Continue the online debate about the Vancouver real estate market from the point where it stops.
start Document passage
Despite massive volatility in the Dow Jones, massive foreclosures, and plummeting housing prices & starts in the US, the Vancouver market has not budged an inch. Again, I don't claim that we're immune. I don't claim the the mountains and the water will protect us from volatility. I simply say that the doom and gloom south of the border hasn't affected us one bit. I think it's safe to say that the American boom this decade has played little role in our local real estate market, and will not cause our demise in the short term.

Asian stock markets collapsing?

Collapsing? The HKSE is up %250 in the past 5 years. Singapore up %250 in 5 years. CSI300 up over %400 over 5 years. Bottom line: Asia is rich. Asia has money to spend. Asians like Vancouver. (believe, me, i'm Asian)

European stock markets collapsing?

Really? FTSE100. May 2003: 4000. Today: 6000

DaMann said...

Ha Ha! So that fact that stock markets did well over the last 5 years means that any losses now are irrelivant? So the markets could drop 20% overnight and that wouldn't be a crash cause they are up 250% over the last 5 years? Wow great logic. That's akin to saying if the Van RE market dropeed 40% this year it wouldn't be a crash cause it went up 100% in 5 years.

Calgary, Edmonton is dropping like a rock, all of the US is dropping. UK dropping. Seattle was one of the last hold outs in the US market, it is now year over year negative. How on earth can you think we are immune?
It's just a bubble, nothing more, nothing less.It's not the greatest place on earth, Olympics were priced in 3 years ago.

It's all psycology, there isn't that much real demand to live here, you are confusing it with speculative demand. Once the appreciation stops, the specualtors will dump and run and it will all fall appart. It' estimated that 50% of the condos baught in the last 2-3 years are speculators. That's not demand to live here, it's bubble demand

There is no economy here outside of building and selling RE. Movie industry is well on it's way to being toast, tourism? Not much going on with our dollar higher than the yanks. Forestry? castrated!

I have the feeling you haven't lived in Vancouver very long, the only reason I say that is thet Vancouver is notorious for being a boom and bust town.
end Document passage
start Listed entries
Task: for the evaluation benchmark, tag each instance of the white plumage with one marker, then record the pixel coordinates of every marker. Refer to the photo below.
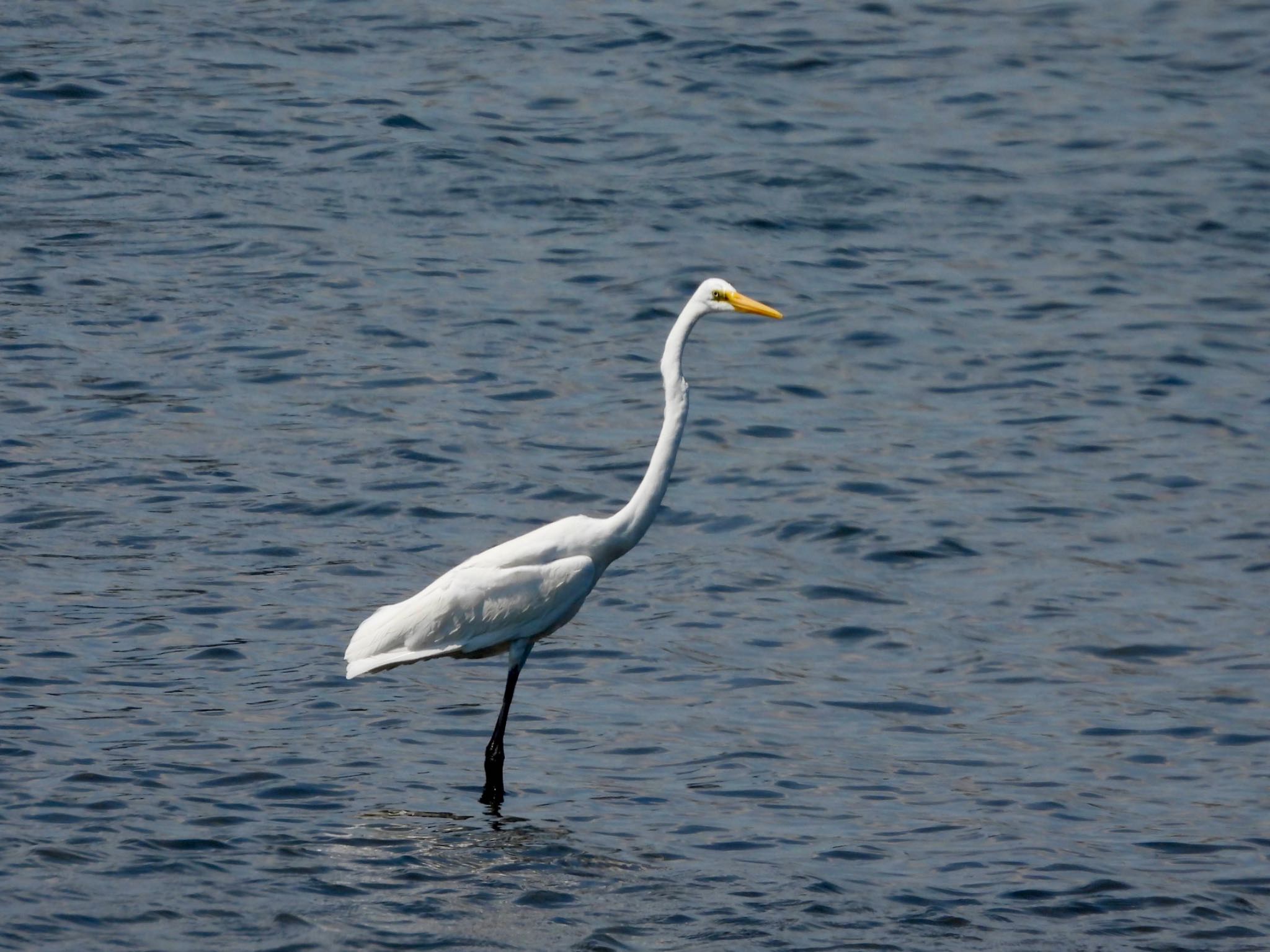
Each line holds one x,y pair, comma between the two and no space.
507,597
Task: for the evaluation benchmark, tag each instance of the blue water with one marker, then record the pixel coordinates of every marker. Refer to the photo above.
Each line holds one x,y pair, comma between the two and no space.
951,633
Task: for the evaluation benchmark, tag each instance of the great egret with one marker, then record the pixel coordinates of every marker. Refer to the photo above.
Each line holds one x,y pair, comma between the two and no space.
511,595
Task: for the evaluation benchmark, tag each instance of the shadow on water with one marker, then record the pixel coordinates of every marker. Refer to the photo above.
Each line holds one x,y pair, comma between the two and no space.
951,631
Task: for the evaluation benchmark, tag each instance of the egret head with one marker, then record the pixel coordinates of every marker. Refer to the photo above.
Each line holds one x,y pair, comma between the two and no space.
718,295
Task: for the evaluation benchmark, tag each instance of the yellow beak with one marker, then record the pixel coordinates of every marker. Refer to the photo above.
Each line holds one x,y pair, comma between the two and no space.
750,305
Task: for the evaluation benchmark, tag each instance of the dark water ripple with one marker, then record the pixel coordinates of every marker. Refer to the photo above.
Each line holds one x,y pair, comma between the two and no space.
953,629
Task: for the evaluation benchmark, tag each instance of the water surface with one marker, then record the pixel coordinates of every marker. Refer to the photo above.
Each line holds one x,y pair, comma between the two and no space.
951,631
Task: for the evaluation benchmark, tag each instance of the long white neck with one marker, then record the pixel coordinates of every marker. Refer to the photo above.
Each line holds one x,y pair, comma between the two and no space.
629,526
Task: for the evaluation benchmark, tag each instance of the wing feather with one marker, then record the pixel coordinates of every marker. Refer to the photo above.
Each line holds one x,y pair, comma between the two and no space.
470,611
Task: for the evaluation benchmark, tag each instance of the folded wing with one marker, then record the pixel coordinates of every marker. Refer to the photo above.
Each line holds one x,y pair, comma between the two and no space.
471,611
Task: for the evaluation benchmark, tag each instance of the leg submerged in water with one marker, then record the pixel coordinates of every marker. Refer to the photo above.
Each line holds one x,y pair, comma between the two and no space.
494,791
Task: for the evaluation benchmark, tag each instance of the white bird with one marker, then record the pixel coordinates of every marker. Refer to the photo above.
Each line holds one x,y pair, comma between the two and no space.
508,597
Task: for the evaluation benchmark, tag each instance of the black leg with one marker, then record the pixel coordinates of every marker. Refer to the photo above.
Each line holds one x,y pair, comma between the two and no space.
494,793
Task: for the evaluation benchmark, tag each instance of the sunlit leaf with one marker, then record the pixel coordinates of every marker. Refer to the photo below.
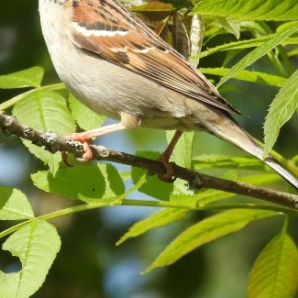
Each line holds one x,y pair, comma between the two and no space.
37,245
156,220
14,205
182,156
86,118
85,182
205,231
45,111
275,271
249,9
31,77
243,44
259,52
230,26
281,110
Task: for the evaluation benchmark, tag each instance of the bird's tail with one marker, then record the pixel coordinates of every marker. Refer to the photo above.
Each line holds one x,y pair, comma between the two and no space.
230,131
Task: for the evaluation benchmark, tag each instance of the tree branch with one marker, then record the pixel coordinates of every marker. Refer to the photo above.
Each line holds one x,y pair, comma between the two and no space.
52,142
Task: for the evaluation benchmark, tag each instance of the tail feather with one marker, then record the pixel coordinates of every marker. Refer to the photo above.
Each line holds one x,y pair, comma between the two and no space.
230,131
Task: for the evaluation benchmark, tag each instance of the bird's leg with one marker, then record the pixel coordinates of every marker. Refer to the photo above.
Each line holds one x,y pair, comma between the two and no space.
165,157
128,121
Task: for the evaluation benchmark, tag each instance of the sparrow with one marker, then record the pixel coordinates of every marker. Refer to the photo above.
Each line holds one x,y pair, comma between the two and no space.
120,68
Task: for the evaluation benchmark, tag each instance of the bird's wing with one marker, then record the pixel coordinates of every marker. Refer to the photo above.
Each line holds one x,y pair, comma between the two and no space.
108,29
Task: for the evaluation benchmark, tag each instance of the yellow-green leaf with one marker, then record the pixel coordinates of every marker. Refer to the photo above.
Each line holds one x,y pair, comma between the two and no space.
275,271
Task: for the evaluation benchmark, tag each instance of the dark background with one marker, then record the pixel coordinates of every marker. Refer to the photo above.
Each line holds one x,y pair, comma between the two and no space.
89,265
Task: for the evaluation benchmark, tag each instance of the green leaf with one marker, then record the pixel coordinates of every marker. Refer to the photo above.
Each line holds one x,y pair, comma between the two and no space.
230,26
209,196
249,9
205,231
182,153
281,110
31,77
275,271
158,219
182,156
85,182
243,44
45,111
86,118
260,51
248,76
37,245
14,205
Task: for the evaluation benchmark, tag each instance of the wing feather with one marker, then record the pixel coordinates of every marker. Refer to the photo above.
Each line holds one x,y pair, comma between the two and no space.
122,39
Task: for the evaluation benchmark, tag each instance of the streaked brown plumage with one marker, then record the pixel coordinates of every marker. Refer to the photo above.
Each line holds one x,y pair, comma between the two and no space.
119,67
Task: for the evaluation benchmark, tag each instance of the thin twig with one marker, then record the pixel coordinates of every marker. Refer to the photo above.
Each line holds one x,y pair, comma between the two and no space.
52,142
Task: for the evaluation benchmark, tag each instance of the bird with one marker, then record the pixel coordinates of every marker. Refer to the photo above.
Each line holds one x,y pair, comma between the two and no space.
118,67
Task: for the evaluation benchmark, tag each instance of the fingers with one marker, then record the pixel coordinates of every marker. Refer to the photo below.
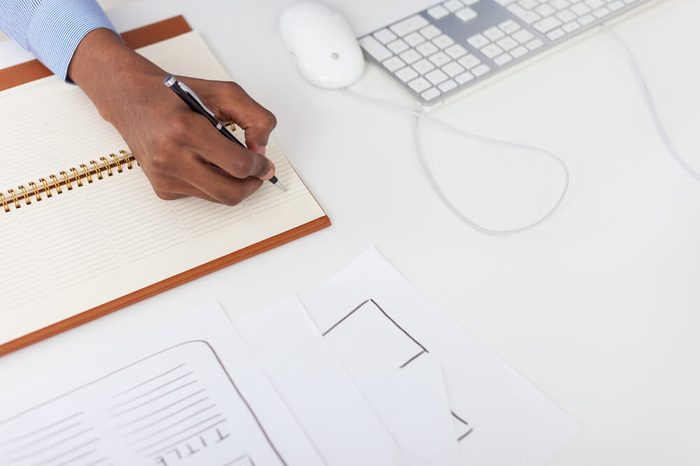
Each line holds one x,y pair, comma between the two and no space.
231,103
218,185
233,159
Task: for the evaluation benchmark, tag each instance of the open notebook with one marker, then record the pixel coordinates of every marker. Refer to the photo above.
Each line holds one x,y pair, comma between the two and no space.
103,240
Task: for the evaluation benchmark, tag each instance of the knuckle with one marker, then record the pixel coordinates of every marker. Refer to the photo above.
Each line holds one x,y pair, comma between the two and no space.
166,196
243,164
231,197
269,119
179,128
160,162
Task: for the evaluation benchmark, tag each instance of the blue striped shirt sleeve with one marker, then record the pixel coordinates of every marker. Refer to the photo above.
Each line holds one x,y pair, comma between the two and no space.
51,29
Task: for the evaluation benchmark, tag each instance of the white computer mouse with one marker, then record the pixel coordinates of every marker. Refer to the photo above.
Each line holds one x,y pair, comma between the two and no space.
322,45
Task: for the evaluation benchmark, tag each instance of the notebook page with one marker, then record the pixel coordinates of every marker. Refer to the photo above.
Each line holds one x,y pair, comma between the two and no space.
183,394
96,243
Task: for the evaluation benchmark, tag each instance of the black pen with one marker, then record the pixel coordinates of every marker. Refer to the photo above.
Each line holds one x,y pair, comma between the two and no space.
196,105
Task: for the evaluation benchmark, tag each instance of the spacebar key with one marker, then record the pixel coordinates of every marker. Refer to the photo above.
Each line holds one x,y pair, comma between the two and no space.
374,48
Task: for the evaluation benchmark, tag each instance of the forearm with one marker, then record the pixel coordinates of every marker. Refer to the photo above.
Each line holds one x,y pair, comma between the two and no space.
51,29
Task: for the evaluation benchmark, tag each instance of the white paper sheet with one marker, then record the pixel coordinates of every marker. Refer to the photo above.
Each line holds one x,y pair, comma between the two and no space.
316,388
374,320
184,394
414,407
end Listed entries
**Written reply:**
Why do people have such short memories I will never figure out. As soon as an economy booms they totally forget about recessions and think it's all rosy forever. RE is just like economies in general, they work in cycles and ALWAYS ALWAYS adhere to market fundamentals, always. People tried the "it's a new pardigm" "new age" with the tech boom,we all know waht happened there, fundamentals took over.

Anyways there isn't much more to say thaqt hasn't been said before. People will wake up one day and think what the hell just happened? The papers said it will always go up here?!?!?

Drachen said...

Wow. Just wow.

I know you 'bought in' so you're predisposed to shun the idea of a bubble burst but I have some news for you.

"Global stock markets extended their shakeout into a second day Tuesday, plunging amid fears that a possible U.S. recession will cause a worldwide economic slowdown.

Onlookers watch share prices on a screen on the facade of the Bombay Stock Exchange in Mumbai on Tuesday.Onlookers watch share prices on a screen on the facade of the Bombay Stock Exchange in Mumbai on Tuesday.
(Gautam Singh/Associated Press)

The dramatic declines in Asia and Europe were expected to spread to Wall Street, where stock index futures were already down sharply hours before the trading day began.

Japan's Nikkei 225 index nosedived 5.7 per cent — its biggest percentage drop in nearly 10 years — to 12,573.05, a day after falling 3.9 per cent. Australia's benchmark index sank 7.1 per cent, its steepest slide in nearly 20 years. Hong Kong's Hang Seng index, which slumped 5.5 per cent Monday, was down 8.2 per cent in afternoon trading.

In China, the Shanghai Composite index lost 7.2 per cent to close at its lowest level since August."

Vancouver is one of the top 10 least affordable cities in the world.

Contrary to popular belief rich asians are NOT flocking to our shores. There are stats but you can look them up for yourself. Immigrants, as a rule are poor.

EVERY time in the recorded history of real estate that prices have shot up without an equivalent increase in wages the market has collapsed. Not most times EVERY time.

I know you people think "well we're different" (said in nasal superior voice). We're not. Certainly not that different that we're going to buck over 400 years of recorded history. Get real.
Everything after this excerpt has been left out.